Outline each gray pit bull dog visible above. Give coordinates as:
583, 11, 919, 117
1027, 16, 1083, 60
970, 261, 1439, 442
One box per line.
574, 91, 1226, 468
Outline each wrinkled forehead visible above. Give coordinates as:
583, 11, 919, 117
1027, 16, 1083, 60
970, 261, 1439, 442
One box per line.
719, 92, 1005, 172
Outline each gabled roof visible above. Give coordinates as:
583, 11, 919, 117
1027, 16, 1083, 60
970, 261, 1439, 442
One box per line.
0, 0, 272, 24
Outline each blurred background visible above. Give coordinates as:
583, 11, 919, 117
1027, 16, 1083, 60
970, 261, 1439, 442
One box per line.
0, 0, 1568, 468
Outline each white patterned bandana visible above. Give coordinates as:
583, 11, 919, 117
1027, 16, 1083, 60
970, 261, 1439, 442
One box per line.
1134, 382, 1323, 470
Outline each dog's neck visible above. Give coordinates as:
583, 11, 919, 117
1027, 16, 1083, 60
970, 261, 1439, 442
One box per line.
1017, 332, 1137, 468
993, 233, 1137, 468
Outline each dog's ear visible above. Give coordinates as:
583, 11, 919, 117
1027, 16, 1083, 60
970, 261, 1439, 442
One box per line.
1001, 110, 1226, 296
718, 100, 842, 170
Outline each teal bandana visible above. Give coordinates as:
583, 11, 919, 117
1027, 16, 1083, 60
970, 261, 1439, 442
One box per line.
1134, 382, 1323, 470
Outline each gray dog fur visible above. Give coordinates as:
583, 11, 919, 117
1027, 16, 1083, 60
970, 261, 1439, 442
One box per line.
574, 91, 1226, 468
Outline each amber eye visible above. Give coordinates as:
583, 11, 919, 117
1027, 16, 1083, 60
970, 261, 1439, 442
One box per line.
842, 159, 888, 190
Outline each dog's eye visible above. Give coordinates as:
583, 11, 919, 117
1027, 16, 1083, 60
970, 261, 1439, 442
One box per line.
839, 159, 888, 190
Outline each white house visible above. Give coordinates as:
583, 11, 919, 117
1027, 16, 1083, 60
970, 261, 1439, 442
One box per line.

§ **Work required**
Convert all of the rows above into a numbered list, leaving out any blank lines.

§ **Complete response**
1. Outline each gray pit bull dog visible above. Give coordinates as:
2. 583, 11, 919, 117
3. 1027, 16, 1083, 60
4. 970, 261, 1439, 442
5. One box per line.
6. 574, 91, 1226, 468
7. Outline each wrinkled forehead visible above. Give coordinates as:
8. 583, 11, 919, 117
9. 1027, 16, 1083, 60
10. 970, 261, 1439, 442
11. One box per line.
12. 719, 92, 1005, 172
13. Outline each gabled roof visible above. Give coordinates as:
14. 583, 11, 919, 117
15. 1027, 16, 1083, 60
16. 970, 261, 1439, 442
17. One box per line.
18. 0, 0, 272, 24
19. Outline each blurred background visible above. Give coordinates as:
20. 583, 11, 919, 117
21. 1027, 16, 1083, 60
22. 970, 261, 1439, 442
23. One box per line.
24. 0, 0, 1568, 468
25. Outline each white patterned bandana visible above. Give coordinates as:
26. 583, 11, 919, 117
27. 1027, 16, 1083, 60
28. 970, 261, 1439, 442
29. One box per line.
30. 1134, 382, 1323, 470
31. Outline each dog's neck visible above. Give coordinates as:
32. 583, 11, 919, 117
33. 1027, 16, 1083, 60
34. 970, 261, 1439, 442
35. One box per line.
36. 1017, 332, 1137, 468
37. 993, 233, 1137, 468
38. Outline each dog's ear visible above. Give coordinates as:
39. 583, 11, 919, 117
40. 1027, 16, 1083, 60
41. 970, 261, 1439, 442
42. One box per line.
43. 1001, 110, 1226, 296
44. 718, 100, 842, 170
45. Outline each teal bandana visible above. Give coordinates as:
46. 583, 11, 919, 117
47. 1027, 16, 1083, 60
48. 970, 261, 1439, 442
49. One box per line.
50. 1134, 382, 1323, 470
51. Outline each gray dog fur visible above. Give coordinates as:
52. 583, 11, 919, 117
53. 1027, 16, 1083, 60
54. 970, 261, 1439, 442
55. One box per line.
56. 574, 91, 1226, 468
57. Outline each amber eye visible above. Give coordinates as:
58. 583, 11, 919, 117
59. 1027, 16, 1083, 60
60. 970, 261, 1439, 442
61. One box per line.
62. 842, 159, 888, 190
63. Outline each dog's eye visible above. Give coordinates as:
64. 583, 11, 919, 117
65. 1027, 16, 1083, 60
66. 970, 261, 1439, 442
67. One box per line.
68. 839, 159, 888, 190
69. Outline each white house visible above. Give coordinates as:
70. 583, 11, 919, 117
71. 1027, 16, 1083, 60
72. 970, 261, 1439, 442
73. One box per line.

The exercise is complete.